Brief 1 ::
Tally the lines of the listing that contain the word "basketball", and give only that number.

>> BEGIN Excerpted passage

Jerry Zhang <jerry@skydio.com> writes:

>  Documentation/git-apply.txt |  6 +++--
>  apply.c                     |  9 ++++---
>  t/t4108-apply-threeway.sh   | 50 +++++++++++++++++++++++++++++++++++++
>  3 files changed, 59 insertions(+), 6 deletions(-)

Nicely done.  Will queue.

Elijah, how does this round look to you?

> diff --git a/Documentation/git-apply.txt b/Documentation/git-apply.txt
> index 9144575299c264dd299b542b7b5948eef35f211c..aa1ae56a25e0428cabcfa2539900ef2a09abcb7c 100644
> --- a/Documentation/git-apply.txt
> +++ b/Documentation/git-apply.txt
> @@ -87,8 +87,10 @@ OPTIONS
>  	Attempt 3-way merge if the patch records the identity of blobs it is supposed
>  	to apply to and we have those blobs available locally, possibly leaving the
>  	conflict markers in the files in the working tree for the user to
> -	resolve.  This option implies the `--index` option, and is incompatible
> -	with the `--reject` and the `--cached` options.

>> END Excerpted passage

Brief 2 ::
From the patch review reply, write out the part that opens with the words containing "Jerry Zhang <jerry@skydio.com>" and closes with "insertions(+), 6 deletions(-)".

>> BEGIN Source material

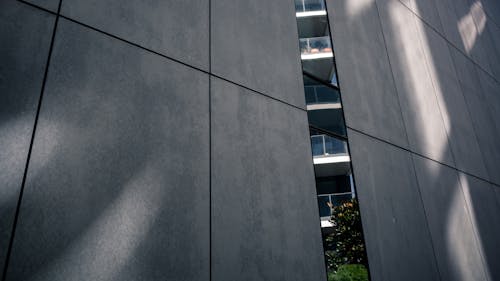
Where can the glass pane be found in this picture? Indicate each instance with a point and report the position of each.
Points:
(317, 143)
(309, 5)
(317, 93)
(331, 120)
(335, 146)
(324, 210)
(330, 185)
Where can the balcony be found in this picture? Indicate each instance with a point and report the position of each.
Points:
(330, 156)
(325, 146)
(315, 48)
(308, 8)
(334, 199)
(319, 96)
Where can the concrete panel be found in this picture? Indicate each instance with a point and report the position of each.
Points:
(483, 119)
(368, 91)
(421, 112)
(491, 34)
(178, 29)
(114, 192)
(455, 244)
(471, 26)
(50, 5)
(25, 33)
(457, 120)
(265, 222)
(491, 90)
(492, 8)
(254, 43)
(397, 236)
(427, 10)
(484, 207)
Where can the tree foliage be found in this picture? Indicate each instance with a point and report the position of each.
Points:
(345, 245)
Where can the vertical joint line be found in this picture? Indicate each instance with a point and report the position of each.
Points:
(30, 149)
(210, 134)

>> END Source material
>> BEGIN Source material

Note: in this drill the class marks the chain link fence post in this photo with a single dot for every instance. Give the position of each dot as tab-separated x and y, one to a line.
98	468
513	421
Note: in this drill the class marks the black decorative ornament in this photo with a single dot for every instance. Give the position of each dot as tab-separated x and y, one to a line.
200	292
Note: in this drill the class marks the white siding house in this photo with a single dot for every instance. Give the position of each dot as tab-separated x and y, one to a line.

>> END Source material
>> BEGIN Source material

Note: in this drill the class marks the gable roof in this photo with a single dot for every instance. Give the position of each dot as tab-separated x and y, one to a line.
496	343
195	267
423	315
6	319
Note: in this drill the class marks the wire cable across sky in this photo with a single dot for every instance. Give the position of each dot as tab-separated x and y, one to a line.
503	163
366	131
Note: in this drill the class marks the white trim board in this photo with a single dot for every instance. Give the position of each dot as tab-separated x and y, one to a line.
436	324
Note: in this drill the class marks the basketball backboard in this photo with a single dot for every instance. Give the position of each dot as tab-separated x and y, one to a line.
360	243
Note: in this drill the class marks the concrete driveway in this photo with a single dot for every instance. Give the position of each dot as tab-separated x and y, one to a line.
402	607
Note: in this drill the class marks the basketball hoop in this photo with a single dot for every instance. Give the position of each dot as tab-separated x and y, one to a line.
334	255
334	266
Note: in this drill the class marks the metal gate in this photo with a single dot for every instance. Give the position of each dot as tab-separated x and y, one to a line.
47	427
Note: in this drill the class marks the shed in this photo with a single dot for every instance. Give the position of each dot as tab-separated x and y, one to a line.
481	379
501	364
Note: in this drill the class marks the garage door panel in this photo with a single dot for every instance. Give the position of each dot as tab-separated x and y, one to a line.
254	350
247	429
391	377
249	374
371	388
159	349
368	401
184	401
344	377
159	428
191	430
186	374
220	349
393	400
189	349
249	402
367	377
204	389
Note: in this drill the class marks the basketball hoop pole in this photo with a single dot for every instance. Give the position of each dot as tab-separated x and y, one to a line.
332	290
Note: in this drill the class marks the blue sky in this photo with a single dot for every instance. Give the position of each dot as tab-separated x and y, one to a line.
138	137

>> END Source material

Complete response 1 ::
3

Complete response 2 ::
Jerry Zhang <jerry@skydio.com> writes:

>  Documentation/git-apply.txt |  6 +++--
>  apply.c                     |  9 ++++---
>  t/t4108-apply-threeway.sh   | 50 +++++++++++++++++++++++++++++++++++++
>  3 files changed, 59 insertions(+), 6 deletions(-)